- **Document passage**
■ ■ ■
Many long-range forecasts of technical feasibility dramatically under-estimate the power of future tech because they’re based on what I call the ‘intuitive linear’ view of technological progress rather than the ‘historical exponential view.’ It’s not the case that we’ll experience 100 years of progress in the 21st century. Instead, we’ll witness on the order of 20,000 years of progress — at today’s rate of progress, that is.

The rate of progress isn’t constant.

Careful consideration of the pace of technology shows that the rate of progress isn’t constant, but it’s human nature to simply adapt to the changing pace. So the intuitive view is that the pace will continue — at the current rate. Even for those of us who’ve lived through a long period of tech progress — to experience how the pace increases over time — our unexamined intuition still provides the impression that progress changes at the rate we’ve recently experienced.

One reason for this is an exponential curve approximates a straight line when viewed for a brief duration. So even though the rate of progress in the very recent past (i.e. this past year) is far greater than it was 10 years ago — let alone 100 or 1,000 years ago — our memories are dominated by our very recent experience. It’s typical even for sophisticated analysts, when thinking about tomorrow, to extrapolate the current pace of change over the next 10 years or 100 years. That’s why I call this way of looking at the future the ‘intuitive linear’ view.

Technology progress is exponential.

But any serious look at history shows that technological change is at least exponential, not linear. There are many examples of this — the exponential growth of computing is just one. You can examine data on a wide variety of technologies, on many different time-scales, and see (at least) double exponential growth — following a path that I call ‘the law of accelerating returns.’

This observation doesn’t rely on the continuation of Moore’s law. It’s based on a rich model of diverse technological processes. What it clearly shows is that tech advances (at least) exponentially — since the advent of evolution on Earth. Most technology forecasts ignore this ‘historical exponential view’ of tech progress. Instead, they assume ‘the intuitive linear view.’

That’s why people tend to over-estimate what can be achieved in the short term — because we tend to leave-out necessary details. But under-estimate what can be achieved in the long term — because we ignore the fact of exponential growth. This also applies to paradigm-shift rates — currently doubling (approx.) every decade. So tech progress in the 21st century will be equivalent to what would require — at today’s rate of progress — 20,000 years. In terms of the growth of computing, the comparison is even more dramatic.

The acceleration of computing power didn’t start with Moore’s law.
■ ■ ■
- **Work order 1**
Decide whether each statement agrees with the passage on technological progress: (a) paradigm-shift rates currently double about every decade; (b) the observation about exponential progress depends on Moore's law continuing; (c) people tend to over-estimate what can be achieved in the long term. Answer yes or no for each, quoting the deciding words of the passage.
- **Work order 2**
Write out everything in the passage on technological progress from "That’s why people" down to "with Moore’s law.".
- **Work order 3**
Extend the passage on technological progress, picking up right after its final sentence about the acceleration of computing power.
These lines have nothing to do with the passage on technological progress.

Region pointing data
■ ■ ■
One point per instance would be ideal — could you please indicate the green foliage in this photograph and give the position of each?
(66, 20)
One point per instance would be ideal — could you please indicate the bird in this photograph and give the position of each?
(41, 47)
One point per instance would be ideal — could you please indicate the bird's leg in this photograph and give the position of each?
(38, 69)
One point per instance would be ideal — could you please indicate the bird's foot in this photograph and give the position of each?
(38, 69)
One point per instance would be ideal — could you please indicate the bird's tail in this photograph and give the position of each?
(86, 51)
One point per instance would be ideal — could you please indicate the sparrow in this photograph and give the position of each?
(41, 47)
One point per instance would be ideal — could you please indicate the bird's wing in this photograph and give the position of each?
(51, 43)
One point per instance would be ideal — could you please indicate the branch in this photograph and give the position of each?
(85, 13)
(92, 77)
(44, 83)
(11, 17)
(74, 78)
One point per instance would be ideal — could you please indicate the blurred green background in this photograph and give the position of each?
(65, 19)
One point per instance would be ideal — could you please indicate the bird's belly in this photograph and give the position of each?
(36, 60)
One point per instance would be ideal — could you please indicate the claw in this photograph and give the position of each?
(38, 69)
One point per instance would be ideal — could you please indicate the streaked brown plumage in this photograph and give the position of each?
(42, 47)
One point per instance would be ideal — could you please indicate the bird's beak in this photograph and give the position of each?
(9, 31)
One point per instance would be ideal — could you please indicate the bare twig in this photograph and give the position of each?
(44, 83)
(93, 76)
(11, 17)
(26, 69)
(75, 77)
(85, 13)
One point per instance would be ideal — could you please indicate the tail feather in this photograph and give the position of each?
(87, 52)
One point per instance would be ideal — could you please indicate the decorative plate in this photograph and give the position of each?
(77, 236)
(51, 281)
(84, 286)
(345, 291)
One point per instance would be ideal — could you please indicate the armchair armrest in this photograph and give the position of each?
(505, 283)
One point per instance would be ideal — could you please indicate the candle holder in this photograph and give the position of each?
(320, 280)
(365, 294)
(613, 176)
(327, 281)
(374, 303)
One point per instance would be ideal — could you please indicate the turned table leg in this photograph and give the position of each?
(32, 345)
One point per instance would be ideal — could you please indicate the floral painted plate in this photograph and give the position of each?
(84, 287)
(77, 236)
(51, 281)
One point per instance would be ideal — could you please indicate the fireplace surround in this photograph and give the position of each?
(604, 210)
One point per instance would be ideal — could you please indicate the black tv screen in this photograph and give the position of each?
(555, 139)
■ ■ ■
- **Task answer 1**
(a) Yes: "This also applies to paradigm-shift rates — currently doubling (approx.) every decade."
(b) No: "This observation doesn’t rely on the continuation of Moore’s law."
(c) No: "But under-estimate what can be achieved in the long term — because we ignore the fact of exponential growth."

- **Task answer 2**
That’s why people tend to over-estimate what can be achieved in the short term — because we tend to leave-out necessary details. But under-estimate what can be achieved in the long term — because we ignore the fact of exponential growth. This also applies to paradigm-shift rates — currently doubling (approx.) every decade. So tech progress in the 21st century will be equivalent to what would require — at today’s rate of progress — 20,000 years. In terms of the growth of computing, the comparison is even more dramatic.

The acceleration of computing power didn’t start with Moore’s law.

- **Task answer 3**
When we apply the law of accelerating returns to the genesis of Moore’s law, I put 49 famous computing devices over the past century on an exponential graph. This showed that the acceleration of computing power didn’t start with Moore’s law at all — that’s an insight regarding integrated circuits. But it has continued through multiple paradigm-shifts: electro-mechanical calculators, relays, vacuum tubes, transistors, and finally integrated circuits.

So Moore’s law was not the 1st — it was the 5th fifth — paradigm to provide exponential growth in computing. The 6th paradigm will involve computing in 3-dimensions, instead of the 2-dimensions in today’s flat chips. That will lead to computing at the molecular — and ultimately sub-atomic — level. The acceleration of computing will survive the anticipated demise of Moore’s law.

There are comparable exponential trends underlying a wide variety of other tech. For example: communication speeds (both wired + wireless) are doubling every 12 months. This is (again) a double-exponential trend, because 2 decades ago, it was only doubling every 36 months. Human brain scanning speeds are doubling every 26 months. And brain scanning resolution (per unit volume) is doubling every 12 months. And human genetic scanning is doubling every 12 months — with DNA sequencing costs falling from $12 per base pair, to less than 1 cent, in the past decade.

Miniaturization is another pervasive trend. We’re currently shrinking technology (both electronic and mechanical) at a rate of 5.6 per linear dimension per decade. The math models I’ve developed over the past few decades — to describe these trends resulting from the law of accelerating returns — predict the developments we’ve seen in the 1990s. Judging by these models, I believe we’ll see continued exponential growth in tech in the future.

These trends interact with each another in profound ways. We’re currently seeing exponential trends in computation, communications, and miniaturization —- through the explosion of mobile, wireless, web-connected smart-devices. It’s ironic that Microsoft is being cited for a monopoly in ‘personal computing’ operating systems just as the PC era is coming to a close. The main growth now in computing is in web-servers + mobile devices, and they’re not dominated by Windows.

By year 2009, computers will disappear.

Because these devices aren’t large enough to provide a full keyboard, we’ll see a strong trend toward communicating with our machines through voice + language tech. Talking is how we prefer to communicate with people. And the broad trend in computing — since its inception — has been for machines to become more like people. Instead of for people to become more like machines.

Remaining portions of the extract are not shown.